§ Your assignment: Copy every record verbatim but exclude the pictures.

§ Data excerpts:
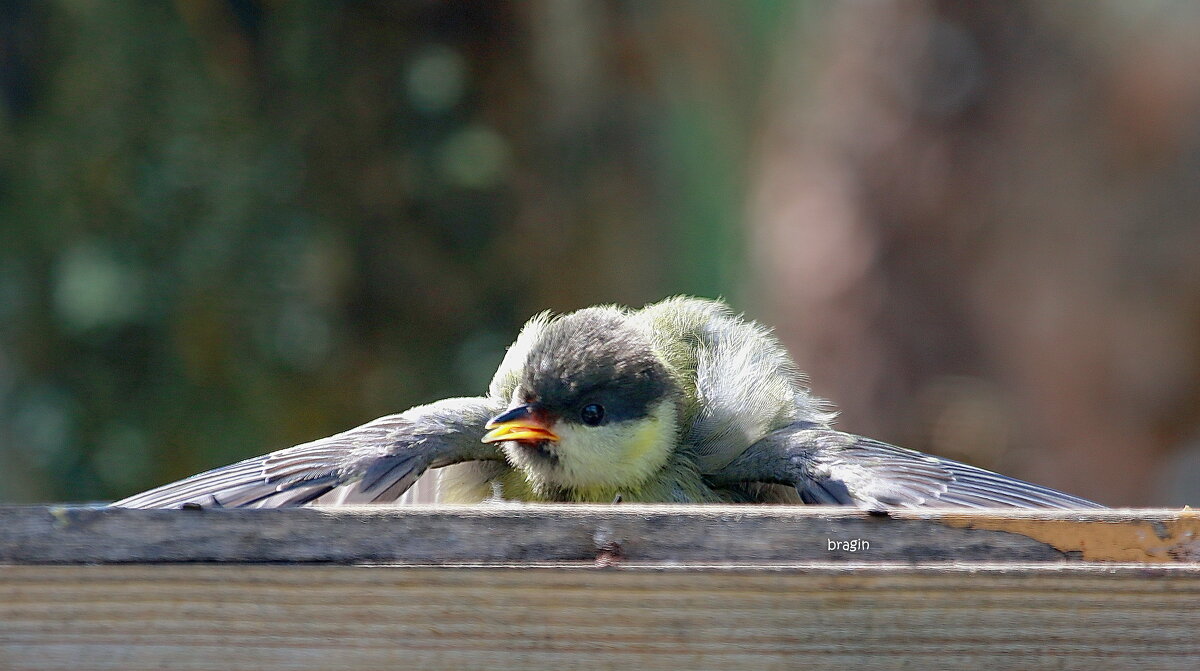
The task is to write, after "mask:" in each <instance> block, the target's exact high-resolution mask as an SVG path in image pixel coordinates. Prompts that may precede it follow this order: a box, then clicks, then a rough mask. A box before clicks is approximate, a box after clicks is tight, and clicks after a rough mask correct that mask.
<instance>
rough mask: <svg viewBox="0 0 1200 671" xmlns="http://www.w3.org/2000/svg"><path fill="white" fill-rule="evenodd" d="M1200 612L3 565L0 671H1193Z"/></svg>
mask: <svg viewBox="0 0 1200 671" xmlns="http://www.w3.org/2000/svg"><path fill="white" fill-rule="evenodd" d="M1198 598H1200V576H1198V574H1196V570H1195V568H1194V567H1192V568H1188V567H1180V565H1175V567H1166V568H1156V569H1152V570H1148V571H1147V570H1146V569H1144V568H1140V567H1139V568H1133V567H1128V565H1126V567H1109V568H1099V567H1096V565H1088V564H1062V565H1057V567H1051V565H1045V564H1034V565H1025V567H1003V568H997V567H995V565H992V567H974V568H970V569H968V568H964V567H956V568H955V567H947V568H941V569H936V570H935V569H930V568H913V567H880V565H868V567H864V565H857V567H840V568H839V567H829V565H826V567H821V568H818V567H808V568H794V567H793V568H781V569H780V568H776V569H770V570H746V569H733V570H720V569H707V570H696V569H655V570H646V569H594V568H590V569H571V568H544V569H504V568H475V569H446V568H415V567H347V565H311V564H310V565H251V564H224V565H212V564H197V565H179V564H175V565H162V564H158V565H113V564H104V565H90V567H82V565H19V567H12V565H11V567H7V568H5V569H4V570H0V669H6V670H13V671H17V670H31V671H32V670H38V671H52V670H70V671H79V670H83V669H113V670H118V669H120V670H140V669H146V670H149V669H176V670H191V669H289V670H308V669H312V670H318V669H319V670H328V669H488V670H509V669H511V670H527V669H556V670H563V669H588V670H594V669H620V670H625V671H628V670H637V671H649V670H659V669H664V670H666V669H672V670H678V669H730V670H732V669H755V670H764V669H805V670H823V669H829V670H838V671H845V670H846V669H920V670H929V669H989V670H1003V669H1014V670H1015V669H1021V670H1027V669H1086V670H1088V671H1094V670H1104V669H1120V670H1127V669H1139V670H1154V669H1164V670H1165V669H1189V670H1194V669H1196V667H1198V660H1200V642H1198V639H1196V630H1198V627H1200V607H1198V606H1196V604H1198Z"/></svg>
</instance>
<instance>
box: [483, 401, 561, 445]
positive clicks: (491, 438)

§ Answer to the exercise:
The task is to write, after "mask:" in each <instance> block, the target's exact high-resolution mask as an SVG path in image pixel coordinates. Prompts that may precede it follow this order: a box, then clicks, then a rough mask. A box before clicks is approximate, a box after clicks is tight, and clicks after a rough mask correct that mask.
<instance>
rough mask: <svg viewBox="0 0 1200 671" xmlns="http://www.w3.org/2000/svg"><path fill="white" fill-rule="evenodd" d="M1200 612L3 565L0 671H1193Z"/></svg>
mask: <svg viewBox="0 0 1200 671" xmlns="http://www.w3.org/2000/svg"><path fill="white" fill-rule="evenodd" d="M1198 598H1200V576H1198V574H1196V570H1195V568H1194V567H1192V568H1188V567H1180V565H1175V567H1166V568H1156V569H1152V570H1148V571H1147V570H1146V569H1144V568H1140V567H1139V568H1133V567H1128V565H1126V567H1109V568H1099V567H1096V565H1088V564H1062V565H1057V567H1051V565H1045V564H1034V565H1025V567H1003V568H997V567H995V565H992V567H974V568H970V569H968V568H964V567H956V568H955V567H947V568H941V569H936V570H935V569H930V568H913V567H880V565H868V567H864V565H857V567H840V568H839V567H829V565H826V567H821V568H818V567H808V568H794V567H793V568H781V569H780V568H776V569H770V570H746V569H733V570H720V569H707V570H696V569H655V570H646V569H594V568H590V569H571V568H544V569H504V568H475V569H446V568H415V567H347V565H311V564H310V565H251V564H224V565H212V564H197V565H179V564H175V565H162V564H158V565H113V564H104V565H90V567H82V565H19V567H12V565H11V567H7V568H5V569H4V570H0V669H6V670H13V671H17V670H31V671H32V670H38V671H52V670H70V671H79V670H83V669H113V670H118V669H120V670H140V669H146V670H149V669H176V670H191V669H289V670H308V669H312V670H318V669H319V670H328V669H488V670H509V669H511V670H527V669H556V670H563V669H588V670H594V669H620V670H625V671H628V670H637V671H649V670H659V669H664V670H666V669H672V670H678V669H730V670H732V669H755V670H764V669H805V670H823V669H829V670H838V671H845V670H846V669H920V670H929V669H989V670H1003V669H1014V670H1015V669H1021V670H1027V669H1086V670H1088V671H1094V670H1104V669H1120V670H1127V669H1139V670H1154V669H1164V670H1165V669H1189V670H1194V669H1196V667H1198V660H1200V642H1198V639H1196V630H1198V627H1200V607H1198V606H1196V604H1198Z"/></svg>
</instance>
<instance>
box: [483, 401, 561, 445]
positive clicks: (491, 438)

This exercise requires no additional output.